(Beginning of DATA LISTING)

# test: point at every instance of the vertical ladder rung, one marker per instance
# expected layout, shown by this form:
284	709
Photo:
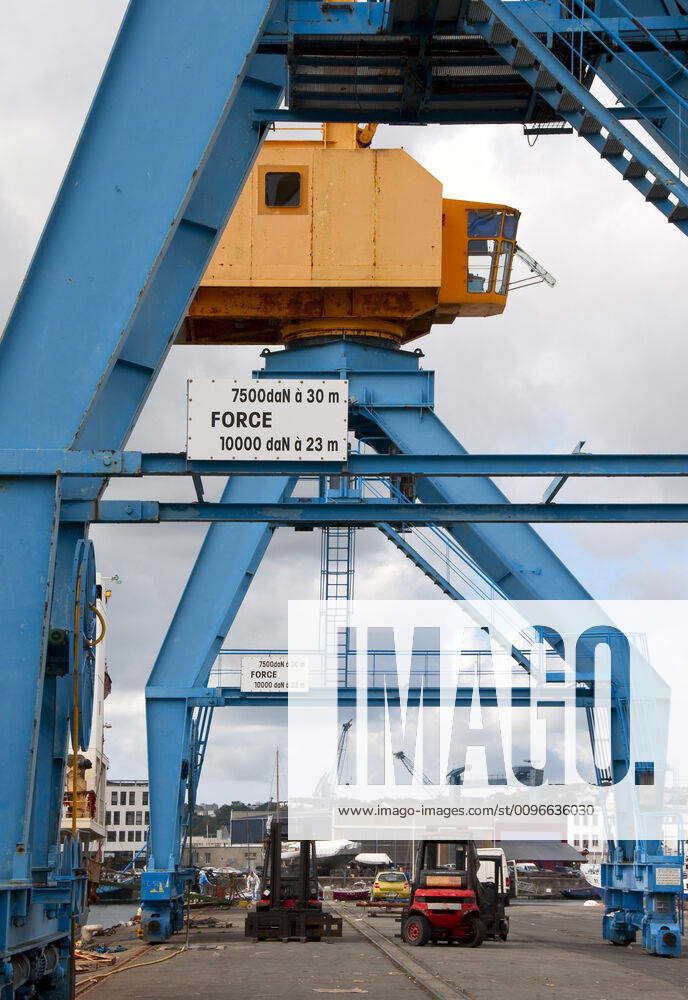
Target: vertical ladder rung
634	169
589	126
658	192
612	147
679	213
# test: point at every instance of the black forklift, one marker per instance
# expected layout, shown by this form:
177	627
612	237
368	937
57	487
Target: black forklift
289	907
449	902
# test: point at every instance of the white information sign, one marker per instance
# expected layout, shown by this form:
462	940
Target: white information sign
267	419
273	673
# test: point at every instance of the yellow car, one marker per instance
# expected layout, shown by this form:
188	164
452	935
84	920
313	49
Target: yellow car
390	885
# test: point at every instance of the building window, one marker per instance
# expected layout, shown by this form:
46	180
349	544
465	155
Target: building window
282	189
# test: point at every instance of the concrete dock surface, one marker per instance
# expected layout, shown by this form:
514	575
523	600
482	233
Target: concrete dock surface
554	950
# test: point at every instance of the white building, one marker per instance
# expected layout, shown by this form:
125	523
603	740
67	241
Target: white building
126	819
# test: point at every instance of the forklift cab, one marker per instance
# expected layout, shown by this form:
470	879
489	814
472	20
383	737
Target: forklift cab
443	904
449	901
289	907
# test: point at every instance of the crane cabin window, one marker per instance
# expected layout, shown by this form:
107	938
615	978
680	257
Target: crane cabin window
282	189
481	256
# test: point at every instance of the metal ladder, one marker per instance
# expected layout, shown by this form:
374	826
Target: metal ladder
496	22
337	562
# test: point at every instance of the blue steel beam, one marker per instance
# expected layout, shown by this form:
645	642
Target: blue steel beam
222	697
368	513
222	574
49	462
125	245
146	143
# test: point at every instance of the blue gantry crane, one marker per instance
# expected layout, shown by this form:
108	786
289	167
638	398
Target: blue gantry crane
177	121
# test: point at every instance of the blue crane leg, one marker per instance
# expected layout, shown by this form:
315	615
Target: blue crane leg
156	172
222	574
514	556
28	511
524	566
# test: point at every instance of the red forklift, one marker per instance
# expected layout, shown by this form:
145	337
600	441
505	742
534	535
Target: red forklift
448	902
289	907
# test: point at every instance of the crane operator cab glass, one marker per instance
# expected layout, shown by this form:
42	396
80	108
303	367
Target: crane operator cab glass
491	237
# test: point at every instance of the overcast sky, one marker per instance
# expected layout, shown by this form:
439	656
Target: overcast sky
600	357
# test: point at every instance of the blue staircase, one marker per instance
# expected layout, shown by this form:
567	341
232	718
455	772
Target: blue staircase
565	91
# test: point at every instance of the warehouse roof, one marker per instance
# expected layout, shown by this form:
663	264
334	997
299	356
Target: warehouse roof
539	850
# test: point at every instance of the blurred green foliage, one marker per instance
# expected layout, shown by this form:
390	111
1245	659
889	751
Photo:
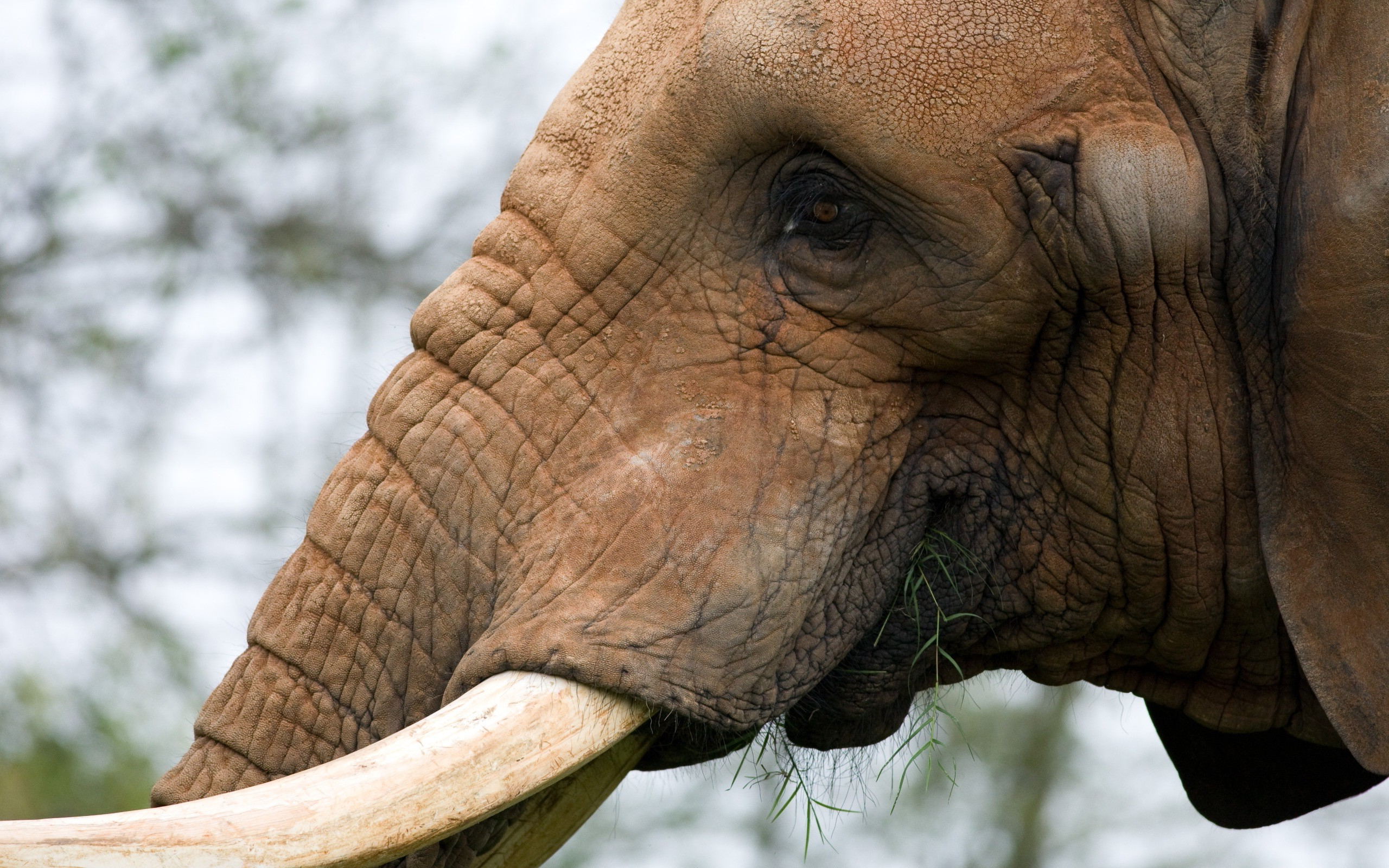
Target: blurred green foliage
65	755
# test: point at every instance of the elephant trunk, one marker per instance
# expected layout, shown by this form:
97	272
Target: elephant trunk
507	739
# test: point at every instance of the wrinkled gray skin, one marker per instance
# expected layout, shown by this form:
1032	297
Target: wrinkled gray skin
784	288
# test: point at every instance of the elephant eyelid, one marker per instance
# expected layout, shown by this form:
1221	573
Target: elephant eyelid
817	206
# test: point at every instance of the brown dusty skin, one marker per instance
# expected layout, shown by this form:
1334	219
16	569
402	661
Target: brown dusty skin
671	434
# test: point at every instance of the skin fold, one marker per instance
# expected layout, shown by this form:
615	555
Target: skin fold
782	291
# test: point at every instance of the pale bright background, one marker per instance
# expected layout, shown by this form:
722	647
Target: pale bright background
216	219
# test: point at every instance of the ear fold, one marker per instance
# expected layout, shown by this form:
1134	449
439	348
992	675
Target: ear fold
1321	424
1244	781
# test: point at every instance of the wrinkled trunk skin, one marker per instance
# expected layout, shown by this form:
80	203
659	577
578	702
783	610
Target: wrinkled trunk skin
658	439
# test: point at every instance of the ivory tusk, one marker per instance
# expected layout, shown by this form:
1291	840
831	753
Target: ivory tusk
499	743
555	814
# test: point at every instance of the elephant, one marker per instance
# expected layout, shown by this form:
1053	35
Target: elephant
1066	309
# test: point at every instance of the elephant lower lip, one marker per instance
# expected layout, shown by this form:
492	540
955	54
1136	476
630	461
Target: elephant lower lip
502	742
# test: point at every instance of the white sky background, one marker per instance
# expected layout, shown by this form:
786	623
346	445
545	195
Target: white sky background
238	403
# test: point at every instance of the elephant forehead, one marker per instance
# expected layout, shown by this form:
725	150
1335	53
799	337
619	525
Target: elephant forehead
942	74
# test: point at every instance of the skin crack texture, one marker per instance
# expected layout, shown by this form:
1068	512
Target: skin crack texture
780	291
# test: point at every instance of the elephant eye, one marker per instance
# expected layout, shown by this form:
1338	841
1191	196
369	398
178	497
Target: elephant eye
824	212
817	209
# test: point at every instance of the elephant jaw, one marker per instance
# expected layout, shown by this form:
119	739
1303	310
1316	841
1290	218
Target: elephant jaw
506	741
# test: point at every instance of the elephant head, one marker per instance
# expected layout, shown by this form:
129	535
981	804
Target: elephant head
1078	298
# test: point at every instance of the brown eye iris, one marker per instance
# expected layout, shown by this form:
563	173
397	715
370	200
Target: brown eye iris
824	212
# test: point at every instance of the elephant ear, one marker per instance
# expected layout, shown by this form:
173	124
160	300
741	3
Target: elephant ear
1251	780
1323	398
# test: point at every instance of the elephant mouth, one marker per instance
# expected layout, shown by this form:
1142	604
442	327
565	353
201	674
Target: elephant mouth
514	737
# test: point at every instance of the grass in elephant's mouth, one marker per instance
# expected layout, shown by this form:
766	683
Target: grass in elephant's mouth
800	777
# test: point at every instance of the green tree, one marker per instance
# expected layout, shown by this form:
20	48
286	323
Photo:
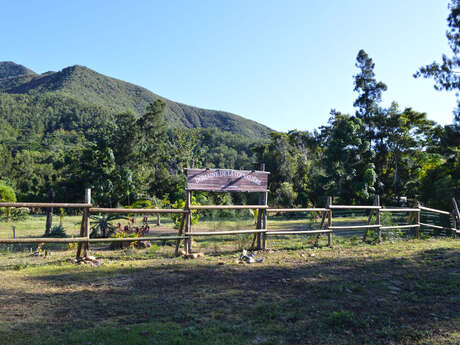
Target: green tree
7	194
350	173
369	95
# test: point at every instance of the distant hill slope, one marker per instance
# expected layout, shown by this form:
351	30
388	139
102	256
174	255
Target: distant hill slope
90	87
12	75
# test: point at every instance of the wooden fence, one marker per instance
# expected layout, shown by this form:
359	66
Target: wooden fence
261	231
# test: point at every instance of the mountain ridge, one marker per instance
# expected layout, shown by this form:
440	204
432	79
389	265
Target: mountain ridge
92	87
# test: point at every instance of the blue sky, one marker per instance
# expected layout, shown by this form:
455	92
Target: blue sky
285	64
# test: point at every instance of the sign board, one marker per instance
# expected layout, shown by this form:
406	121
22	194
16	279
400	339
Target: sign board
227	180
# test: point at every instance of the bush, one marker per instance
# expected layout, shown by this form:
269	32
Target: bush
56	231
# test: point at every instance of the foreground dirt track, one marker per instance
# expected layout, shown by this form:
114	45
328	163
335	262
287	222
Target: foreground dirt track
407	292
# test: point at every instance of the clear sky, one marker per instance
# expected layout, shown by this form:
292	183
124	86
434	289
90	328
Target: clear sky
285	63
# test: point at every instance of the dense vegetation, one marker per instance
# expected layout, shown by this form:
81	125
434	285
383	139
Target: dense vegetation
78	128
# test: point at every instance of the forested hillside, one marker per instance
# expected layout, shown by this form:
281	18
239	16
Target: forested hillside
77	128
89	87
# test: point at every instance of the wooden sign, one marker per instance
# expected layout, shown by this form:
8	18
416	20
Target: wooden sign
227	180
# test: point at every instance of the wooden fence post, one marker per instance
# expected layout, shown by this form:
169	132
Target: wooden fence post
188	223
84	228
261	215
417	229
456	215
371	213
379	230
329	223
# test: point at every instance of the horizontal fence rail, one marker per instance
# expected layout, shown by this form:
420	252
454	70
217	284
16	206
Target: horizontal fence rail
185	232
280	210
43	205
137	210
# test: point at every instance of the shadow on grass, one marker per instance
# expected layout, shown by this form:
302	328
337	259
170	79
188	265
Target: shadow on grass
357	300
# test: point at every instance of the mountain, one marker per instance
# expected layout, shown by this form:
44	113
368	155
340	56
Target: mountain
88	87
12	75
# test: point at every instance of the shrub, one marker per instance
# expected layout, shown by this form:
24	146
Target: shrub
56	231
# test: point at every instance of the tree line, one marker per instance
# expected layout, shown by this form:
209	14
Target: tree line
61	143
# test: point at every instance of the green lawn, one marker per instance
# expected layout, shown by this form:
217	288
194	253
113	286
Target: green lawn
399	292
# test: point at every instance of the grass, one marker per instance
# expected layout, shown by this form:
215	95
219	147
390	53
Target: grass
399	292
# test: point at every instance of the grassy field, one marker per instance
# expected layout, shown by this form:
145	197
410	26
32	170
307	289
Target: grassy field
398	292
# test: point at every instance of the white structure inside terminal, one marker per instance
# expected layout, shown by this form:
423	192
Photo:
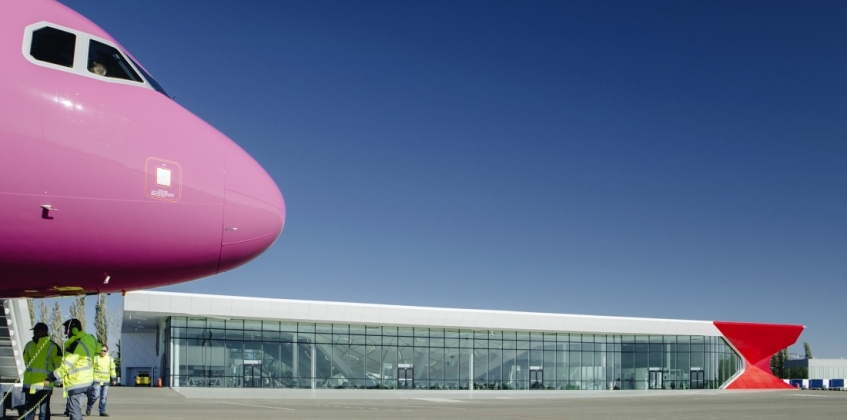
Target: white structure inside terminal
224	341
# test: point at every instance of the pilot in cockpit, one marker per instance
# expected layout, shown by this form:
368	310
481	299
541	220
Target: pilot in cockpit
97	68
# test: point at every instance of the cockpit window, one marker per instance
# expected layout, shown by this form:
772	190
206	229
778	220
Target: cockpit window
107	61
53	46
150	79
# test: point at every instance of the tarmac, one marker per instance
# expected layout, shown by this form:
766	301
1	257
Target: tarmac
205	403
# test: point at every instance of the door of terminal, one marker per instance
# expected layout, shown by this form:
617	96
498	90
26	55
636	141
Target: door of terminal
405	376
536	378
697	379
656	379
252	374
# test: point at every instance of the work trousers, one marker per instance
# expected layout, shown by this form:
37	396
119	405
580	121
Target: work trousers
75	405
40	398
101	391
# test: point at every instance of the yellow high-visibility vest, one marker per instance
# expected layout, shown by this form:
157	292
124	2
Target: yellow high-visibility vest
41	358
104	368
77	370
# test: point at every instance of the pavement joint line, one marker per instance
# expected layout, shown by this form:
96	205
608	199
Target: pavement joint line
260	406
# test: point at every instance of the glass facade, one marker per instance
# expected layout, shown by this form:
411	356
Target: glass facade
205	352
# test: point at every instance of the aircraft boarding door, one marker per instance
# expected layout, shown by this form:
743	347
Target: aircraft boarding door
405	376
536	377
697	379
656	379
252	374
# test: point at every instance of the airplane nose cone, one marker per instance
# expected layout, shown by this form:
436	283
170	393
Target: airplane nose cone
254	211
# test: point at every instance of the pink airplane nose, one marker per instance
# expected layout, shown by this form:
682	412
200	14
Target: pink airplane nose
254	211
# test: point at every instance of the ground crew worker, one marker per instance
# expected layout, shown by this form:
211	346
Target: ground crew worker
41	356
76	370
104	374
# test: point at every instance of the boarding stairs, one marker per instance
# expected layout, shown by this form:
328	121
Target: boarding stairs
14	333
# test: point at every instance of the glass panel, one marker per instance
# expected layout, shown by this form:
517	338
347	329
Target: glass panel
464	368
356	366
389	367
421	363
480	368
234	359
323	365
436	368
304	362
373	365
271	366
522	368
305	327
52	45
340	329
495	365
107	61
451	368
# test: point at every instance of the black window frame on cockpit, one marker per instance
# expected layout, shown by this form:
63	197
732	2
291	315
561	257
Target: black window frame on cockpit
116	67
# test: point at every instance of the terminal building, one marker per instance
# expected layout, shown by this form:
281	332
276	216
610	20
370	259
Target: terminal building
194	340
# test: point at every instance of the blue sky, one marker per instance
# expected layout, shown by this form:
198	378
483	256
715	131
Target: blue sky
655	159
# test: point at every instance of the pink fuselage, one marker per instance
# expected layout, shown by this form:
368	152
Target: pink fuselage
90	150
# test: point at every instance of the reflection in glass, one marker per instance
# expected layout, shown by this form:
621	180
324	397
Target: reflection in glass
238	353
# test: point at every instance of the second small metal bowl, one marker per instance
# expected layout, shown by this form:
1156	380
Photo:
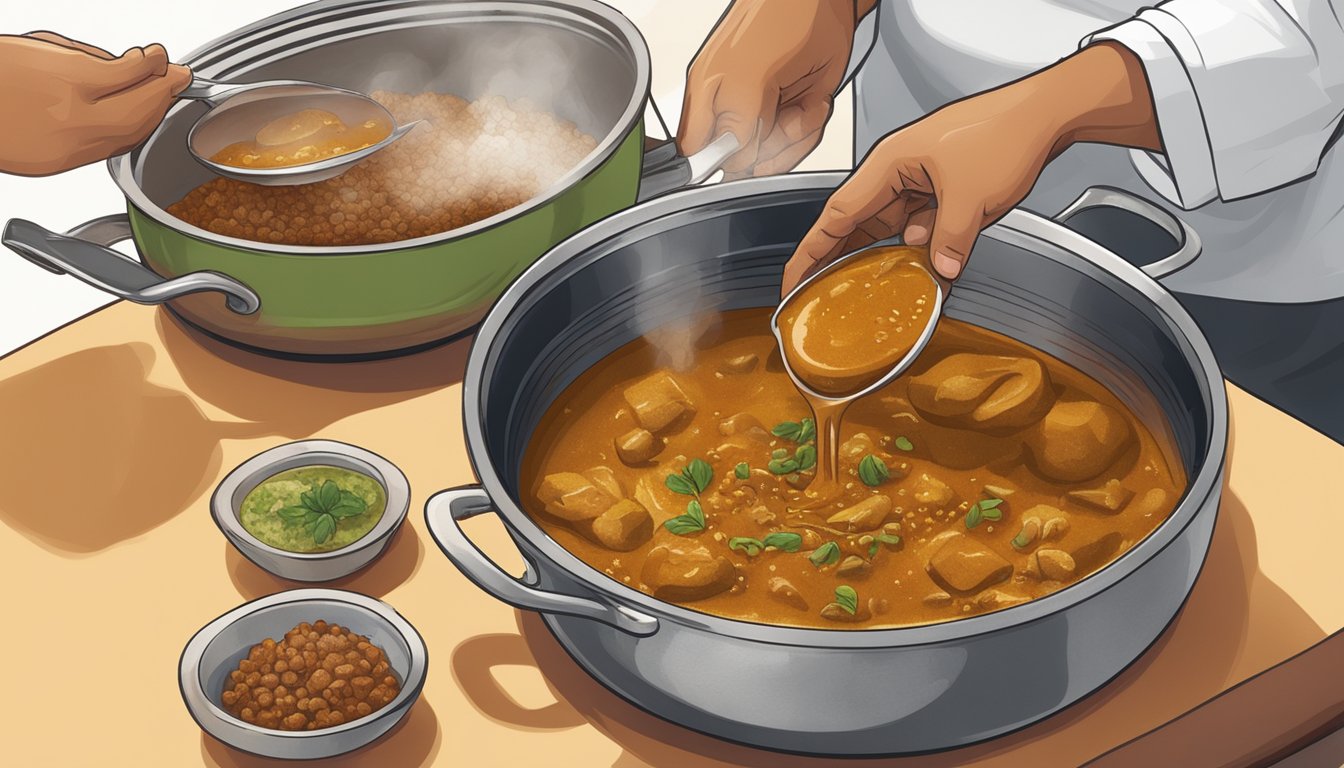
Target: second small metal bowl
321	565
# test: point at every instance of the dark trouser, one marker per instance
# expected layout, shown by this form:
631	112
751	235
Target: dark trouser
1289	355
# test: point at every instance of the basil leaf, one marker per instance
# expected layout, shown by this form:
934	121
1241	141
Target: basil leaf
785	541
825	554
872	471
807	456
699	472
808	431
324	529
680	484
847	599
683	525
973	517
788	429
746	544
696	513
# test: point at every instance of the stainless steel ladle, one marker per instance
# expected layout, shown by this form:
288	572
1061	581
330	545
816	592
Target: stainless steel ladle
934	315
238	110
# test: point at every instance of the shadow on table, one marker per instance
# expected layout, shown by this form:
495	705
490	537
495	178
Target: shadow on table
413	743
1235	623
300	398
93	453
397	565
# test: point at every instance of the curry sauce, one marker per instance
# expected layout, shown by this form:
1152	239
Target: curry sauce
987	475
305	136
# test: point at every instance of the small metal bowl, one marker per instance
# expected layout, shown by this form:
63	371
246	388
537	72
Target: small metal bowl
226	505
214	651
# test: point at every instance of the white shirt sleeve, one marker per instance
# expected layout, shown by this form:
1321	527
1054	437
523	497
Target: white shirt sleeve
1247	93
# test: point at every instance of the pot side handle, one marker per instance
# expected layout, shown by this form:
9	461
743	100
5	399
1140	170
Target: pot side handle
1187	240
667	171
442	514
84	254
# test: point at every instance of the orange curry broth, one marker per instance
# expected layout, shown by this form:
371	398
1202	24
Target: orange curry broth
984	417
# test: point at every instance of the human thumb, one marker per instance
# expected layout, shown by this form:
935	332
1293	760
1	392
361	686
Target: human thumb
954	230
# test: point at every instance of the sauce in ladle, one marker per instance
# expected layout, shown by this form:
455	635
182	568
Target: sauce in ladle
301	137
844	331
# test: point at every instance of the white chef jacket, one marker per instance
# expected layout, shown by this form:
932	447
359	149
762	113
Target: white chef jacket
1247	93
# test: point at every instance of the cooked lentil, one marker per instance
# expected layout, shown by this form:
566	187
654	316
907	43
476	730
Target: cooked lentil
468	162
317	675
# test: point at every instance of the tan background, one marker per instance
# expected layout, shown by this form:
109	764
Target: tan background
118	428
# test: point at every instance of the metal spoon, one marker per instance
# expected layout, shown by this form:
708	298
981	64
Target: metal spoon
238	110
934	315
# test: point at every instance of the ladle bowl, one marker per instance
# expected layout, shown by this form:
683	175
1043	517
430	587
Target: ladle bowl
238	110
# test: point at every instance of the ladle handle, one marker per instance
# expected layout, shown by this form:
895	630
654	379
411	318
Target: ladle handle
84	253
214	92
665	170
442	514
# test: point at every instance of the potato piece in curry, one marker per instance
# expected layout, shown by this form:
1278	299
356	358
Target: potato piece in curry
985	476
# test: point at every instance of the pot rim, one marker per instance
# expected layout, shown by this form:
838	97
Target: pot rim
1018	227
214	61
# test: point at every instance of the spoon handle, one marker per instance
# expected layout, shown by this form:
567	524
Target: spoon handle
214	92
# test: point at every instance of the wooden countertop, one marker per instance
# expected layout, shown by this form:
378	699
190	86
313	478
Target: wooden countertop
118	427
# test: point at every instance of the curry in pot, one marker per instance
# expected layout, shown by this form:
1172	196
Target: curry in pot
985	476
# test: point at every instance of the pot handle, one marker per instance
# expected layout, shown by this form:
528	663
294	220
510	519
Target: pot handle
667	171
84	253
1188	245
442	513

(End of DATA LISTING)

■ TASK TO CARRY OUT
Transcribe, from the material above, the stretch starting at the line with "Target: overcast sky" and ending at the line with "# test: point at every instance of the wrinkled trunk", both included, exactly. Do not carry over pictures.

■ WORKED SOLUTION
Target: overcast sky
600	357
# test: point at every instance of the blue staircase, one marker per instance
# expected layout, shown by this form:
567	341
232	718
455	772
Target: blue staircase
565	91
# test: point at every instance of the warehouse roof, one marker per instance
# expected layout, shown by this form:
663	264
334	997
299	356
Target: warehouse roof
539	850
# test: point at every instance of the blurred green foliage, one marker per instance
# expected layout, shown by this form:
390	111
1245	659
889	751
Photo:
Target: blurred green foliage
65	755
# test: point at every instance of the elephant trunk, one marker per instance
# expected layout, shown by this form:
97	272
Target: elephant trunk
507	739
# test: point at every instance of the wrinkled gray skin, one marker per instance
# expected layout, shown by this form:
1032	297
Target: wrinkled gray skin
784	288
# test: point at every instance of the elephant eyelid, one marker per instance
# expected layout, shown by this form:
1221	573
Target: elephant eyelid
817	206
# test: point at every instance of the brown dusty skin, one marker per instance
# expected layout, shown by this form:
1334	219
16	569
402	661
Target: brown dusty skin
671	434
# test: point at every instance of the skin fold, one marker per instance
# expected layout, shown by this form:
615	555
Target: skin fold
782	291
# test: point at every instance of the pale bright background, one marker per instance
# expected layout, shown by this form:
722	647
Target: pale bright background
216	219
# test: point at every instance of the ear fold, one marker per instance
# expected layout, shown by this form:
1134	449
439	348
992	675
Target: ear fold
1321	424
1244	781
# test: point at every instance of the wrinkled trunk skin, one marker per instance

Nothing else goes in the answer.